Extract –
And we now return to the emotions and the emotional core. Let us make the abstraction that this organ is an independent entity. Like any system, it would have form-structure, function-content and energy-information. It would constantly be in communication with its environment (the external world and the internal world), absorbing, transforming and emitting energy-information, losing or gaining functional energy, depending on the efficiency with which it functions. If there are many experiences within the individual that are not adequately assimilated by their emotional core (loss of energy and increased entropy and mental and emotional disorganization), then they will undoubtedly have a tendency to make bad decisions; they may live with a growing sense of unease, poor character and frequent conflicts, at least in their inner world. They will also present a significant number of excesses and shortcomings, as well as a need to malign themselves and others. Their social relations will be based on emotional dependence, bribery or blackmail and on sustaining their unfavourable situation, or else they will project it towards their surroundings, in a perverse defensive mechanism in which they will sweep away those who are unable or unwilling to defend themselves. All this will negatively feed back into their psyche through recurrent exposure to bad or distorted experiences that will make achieving a better level of emotional and mental balance increasingly difficult. By contrast, if, throughout life, the experiences that are processed and absorbed by the emotional core have helped the person to develop (increasing his or her energy and symmetry) and the decisions made have been correct, the psychic and mental balance will be enhanced. A particular and growing richness of nuances, a sound capacity for reasoning, as well as a better adaptation to the surroundings and the social environment, and an absence of significant excesses or deficiencies will all be manifested.

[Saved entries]
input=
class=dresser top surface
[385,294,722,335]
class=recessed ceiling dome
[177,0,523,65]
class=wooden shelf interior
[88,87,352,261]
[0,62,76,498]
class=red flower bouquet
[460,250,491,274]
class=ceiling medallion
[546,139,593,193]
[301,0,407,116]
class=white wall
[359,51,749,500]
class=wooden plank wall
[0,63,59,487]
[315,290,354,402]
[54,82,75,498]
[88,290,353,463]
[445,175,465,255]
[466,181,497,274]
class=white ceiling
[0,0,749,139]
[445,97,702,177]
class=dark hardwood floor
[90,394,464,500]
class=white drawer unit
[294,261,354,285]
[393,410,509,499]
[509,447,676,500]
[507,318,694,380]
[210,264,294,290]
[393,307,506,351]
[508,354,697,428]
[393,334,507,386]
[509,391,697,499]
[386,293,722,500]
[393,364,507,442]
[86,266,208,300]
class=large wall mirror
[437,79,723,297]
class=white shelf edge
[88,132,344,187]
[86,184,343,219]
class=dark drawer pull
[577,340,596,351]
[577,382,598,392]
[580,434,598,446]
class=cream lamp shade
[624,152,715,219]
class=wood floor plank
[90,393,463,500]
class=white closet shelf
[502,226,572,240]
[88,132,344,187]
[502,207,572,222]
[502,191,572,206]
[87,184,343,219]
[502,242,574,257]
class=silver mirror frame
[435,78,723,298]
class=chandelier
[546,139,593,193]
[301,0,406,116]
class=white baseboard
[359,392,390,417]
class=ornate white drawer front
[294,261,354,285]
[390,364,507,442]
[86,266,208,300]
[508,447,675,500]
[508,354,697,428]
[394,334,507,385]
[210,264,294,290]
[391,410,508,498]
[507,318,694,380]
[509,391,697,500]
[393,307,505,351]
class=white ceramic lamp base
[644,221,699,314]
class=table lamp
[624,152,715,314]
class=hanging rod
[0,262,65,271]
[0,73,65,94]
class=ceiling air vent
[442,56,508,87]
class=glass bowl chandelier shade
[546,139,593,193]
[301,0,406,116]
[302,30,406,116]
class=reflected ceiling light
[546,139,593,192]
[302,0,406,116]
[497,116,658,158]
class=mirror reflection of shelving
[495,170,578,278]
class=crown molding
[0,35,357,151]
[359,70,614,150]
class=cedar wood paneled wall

Exercise 1 – According to the passage on the emotional core, what three things would this organ have, like any system?
Exercise 2 – Continue the passage on the emotional core from where it ends.

Reply 1 – Form-structure, function-content and energy-information.

Reply 2 –
All the same, what I have stated in the previous paragraph is not altogether correct. I have observed how there are people who get along very well in their lives and who do not appear to have great emotional disharmonies or a negative relation with their environment. They may even be very successful social figures who are examples to follow in the world in which we live. However, when I do readings of such people, it is extraordinarily difficult for me to find someone who has a developed emotional core, that is to say someone with a high degree of emotional symmetry. Years ago, when I began to have the ability to perform these bioenergetic readings, I was shocked to see how apparently balanced people failed the test completely. Nowadays I understand how this is possible. Obviously, we must first rule out those cases in which the person appears to be very balanced, but then furtively manifests perverse or even criminal or sociopathic behaviour out of sight of their nearest environment. Once these are removed from the equation, I will explain the cases in which the person does not really manifest deviant behaviour, and yet their emotional core is in a very poor state. On the one hand, there is the cave effect. Hardly anyone has ever left the cave in which we live, and so we believe that the shadows we see represent reality, and, at most, we are sometimes able to distinguish between different categories of shadows and mirages, while at other times we are not even able to do this. The other reason is that our psycho-social and educational development is completely focused on the acquisition of sensory, but not emotional, competencies. Many people have succeeded in replacing emotional functions with sensory skills, that is, they are capable of doing valid and complex things, as well as relating to others by manifesting actions through their senses, body and language. I call this development experiential symmetry, the combination of intellectual, social and economic functions. This is why it is so difficult to explain how important it is that we also develop our (truly) emotional side. Later on, in the chapter on emotional symmetry, I will expand on this.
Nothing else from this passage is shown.